## Data extracts
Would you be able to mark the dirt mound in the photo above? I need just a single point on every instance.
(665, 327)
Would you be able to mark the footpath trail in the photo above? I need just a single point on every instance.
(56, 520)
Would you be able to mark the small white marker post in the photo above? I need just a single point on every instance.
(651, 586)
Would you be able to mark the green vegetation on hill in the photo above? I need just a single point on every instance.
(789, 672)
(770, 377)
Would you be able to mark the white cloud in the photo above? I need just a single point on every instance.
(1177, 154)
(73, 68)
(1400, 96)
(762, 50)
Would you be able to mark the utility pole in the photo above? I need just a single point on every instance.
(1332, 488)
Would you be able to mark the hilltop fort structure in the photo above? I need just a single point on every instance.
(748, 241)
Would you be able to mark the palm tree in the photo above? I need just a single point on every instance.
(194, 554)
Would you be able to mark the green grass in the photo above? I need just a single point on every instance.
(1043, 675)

## Exercise aim
What is needed is an exact transcription of all the data.

## Task output
Would you be able to mark the dirt mound in the photo above? I need just a single point on every instance.
(665, 327)
Would you be able to mark the footpath trail in the photo above? I need just a single point on every instance.
(56, 520)
Would you be able to mark the small white marker post in the photo above? I need just a single point on every instance.
(651, 586)
Would you be able to mark the green vegetation on hill in the photo above? I need just a single point on every instance.
(789, 672)
(770, 377)
Would you be able to mark the white cloud in the photo above? I need just a single point on every instance.
(1177, 154)
(73, 68)
(1400, 96)
(762, 50)
Would you be able to mark the utility pole in the photo above? I need just a single point on every instance.
(1332, 488)
Would you be able to mark the hilltop fort structure in the photo above? I need just a single point on every instance.
(748, 241)
Would you be able to mark the palm tree in the photo above? I need just a single point on every instance.
(194, 554)
Would you be able to mark the green grass in the photo above? I need just a single point on every instance.
(1043, 675)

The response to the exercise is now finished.